## Given exercise
Can you turn the lines, starting at the top of the records and ending at the line that contains "column 103, row 76", into a numbered list with blank lines left out?
☆ ☆ ☆ ☆ ☆
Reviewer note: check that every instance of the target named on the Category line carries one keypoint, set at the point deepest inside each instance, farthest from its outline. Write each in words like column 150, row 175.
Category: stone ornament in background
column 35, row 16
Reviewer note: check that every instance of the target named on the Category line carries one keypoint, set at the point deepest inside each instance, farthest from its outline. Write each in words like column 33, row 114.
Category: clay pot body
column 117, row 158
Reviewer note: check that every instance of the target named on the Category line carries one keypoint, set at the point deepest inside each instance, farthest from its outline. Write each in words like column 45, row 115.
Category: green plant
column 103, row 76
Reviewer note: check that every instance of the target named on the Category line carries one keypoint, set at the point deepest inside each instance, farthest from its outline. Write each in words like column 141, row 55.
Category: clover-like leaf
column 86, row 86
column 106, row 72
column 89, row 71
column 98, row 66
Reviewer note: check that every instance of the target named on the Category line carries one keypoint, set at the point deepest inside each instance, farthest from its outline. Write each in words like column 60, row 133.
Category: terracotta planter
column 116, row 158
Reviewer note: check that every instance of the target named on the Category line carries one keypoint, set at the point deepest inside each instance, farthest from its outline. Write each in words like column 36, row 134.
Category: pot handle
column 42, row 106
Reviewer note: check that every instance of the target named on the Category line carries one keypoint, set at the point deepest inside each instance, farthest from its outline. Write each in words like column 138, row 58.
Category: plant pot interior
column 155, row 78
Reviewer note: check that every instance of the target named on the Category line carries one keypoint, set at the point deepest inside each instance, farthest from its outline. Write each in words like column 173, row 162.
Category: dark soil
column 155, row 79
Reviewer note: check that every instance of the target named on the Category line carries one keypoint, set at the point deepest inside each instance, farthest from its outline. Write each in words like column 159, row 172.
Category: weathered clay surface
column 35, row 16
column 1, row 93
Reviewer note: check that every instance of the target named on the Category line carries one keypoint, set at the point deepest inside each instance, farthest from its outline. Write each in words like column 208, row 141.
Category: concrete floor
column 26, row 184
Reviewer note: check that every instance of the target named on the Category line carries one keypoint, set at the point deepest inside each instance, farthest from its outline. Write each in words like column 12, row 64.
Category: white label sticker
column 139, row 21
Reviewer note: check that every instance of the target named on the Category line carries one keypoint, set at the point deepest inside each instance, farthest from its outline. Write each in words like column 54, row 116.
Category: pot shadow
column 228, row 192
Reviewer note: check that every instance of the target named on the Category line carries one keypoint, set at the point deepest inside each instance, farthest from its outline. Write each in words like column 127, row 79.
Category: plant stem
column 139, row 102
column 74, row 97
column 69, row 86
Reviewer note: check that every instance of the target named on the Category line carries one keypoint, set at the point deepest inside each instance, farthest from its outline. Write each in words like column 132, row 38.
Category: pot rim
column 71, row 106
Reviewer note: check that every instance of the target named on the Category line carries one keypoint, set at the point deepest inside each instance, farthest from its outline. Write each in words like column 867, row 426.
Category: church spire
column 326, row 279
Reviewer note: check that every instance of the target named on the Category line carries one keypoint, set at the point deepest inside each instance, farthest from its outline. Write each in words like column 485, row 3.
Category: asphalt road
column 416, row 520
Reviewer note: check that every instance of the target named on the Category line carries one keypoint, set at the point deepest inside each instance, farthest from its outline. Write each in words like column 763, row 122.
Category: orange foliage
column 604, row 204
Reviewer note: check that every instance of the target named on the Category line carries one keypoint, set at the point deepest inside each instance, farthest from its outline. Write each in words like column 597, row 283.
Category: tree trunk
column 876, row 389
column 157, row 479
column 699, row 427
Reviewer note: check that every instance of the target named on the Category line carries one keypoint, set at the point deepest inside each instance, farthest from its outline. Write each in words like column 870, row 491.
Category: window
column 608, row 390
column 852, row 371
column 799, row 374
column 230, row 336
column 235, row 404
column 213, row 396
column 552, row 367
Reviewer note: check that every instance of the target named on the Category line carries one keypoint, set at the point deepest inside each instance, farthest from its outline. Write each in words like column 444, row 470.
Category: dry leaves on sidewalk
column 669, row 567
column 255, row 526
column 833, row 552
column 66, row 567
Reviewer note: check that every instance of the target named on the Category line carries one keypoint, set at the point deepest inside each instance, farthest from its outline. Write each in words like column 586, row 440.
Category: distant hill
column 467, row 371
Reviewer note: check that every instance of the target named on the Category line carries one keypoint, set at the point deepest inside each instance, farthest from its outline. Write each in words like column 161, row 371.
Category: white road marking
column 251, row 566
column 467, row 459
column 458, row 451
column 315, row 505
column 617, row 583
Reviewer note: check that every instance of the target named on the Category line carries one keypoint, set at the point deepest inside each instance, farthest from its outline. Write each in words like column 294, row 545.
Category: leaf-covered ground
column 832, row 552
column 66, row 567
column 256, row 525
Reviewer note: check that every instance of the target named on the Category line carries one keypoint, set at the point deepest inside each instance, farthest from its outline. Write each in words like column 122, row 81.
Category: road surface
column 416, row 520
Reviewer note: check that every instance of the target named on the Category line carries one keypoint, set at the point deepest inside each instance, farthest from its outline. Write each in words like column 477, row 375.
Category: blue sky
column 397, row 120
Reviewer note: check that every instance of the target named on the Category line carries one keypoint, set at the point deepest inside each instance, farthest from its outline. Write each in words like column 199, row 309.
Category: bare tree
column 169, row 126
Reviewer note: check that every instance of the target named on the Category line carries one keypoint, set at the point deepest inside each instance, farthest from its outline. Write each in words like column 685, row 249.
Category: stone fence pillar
☆ ☆ ☆ ☆ ☆
## Task answer
1. Reviewer note: check that every instance of the target named on the Category line carries one keypoint, set at the point deepest inside each instance, farthest from its outline. Write each in words like column 150, row 175.
2. Category: stone ornament in background
3. column 35, row 16
4. Reviewer note: check that every instance of the target named on the Category line carries one keypoint, set at the point deepest inside each instance, farthest from its outline. Write each in words like column 33, row 114.
5. Category: clay pot body
6. column 117, row 158
7. Reviewer note: check that every instance of the target named on the Category line carries one keypoint, set at the point deepest inside each instance, farthest from its outline. Write each in words like column 45, row 115.
8. Category: green plant
9. column 103, row 76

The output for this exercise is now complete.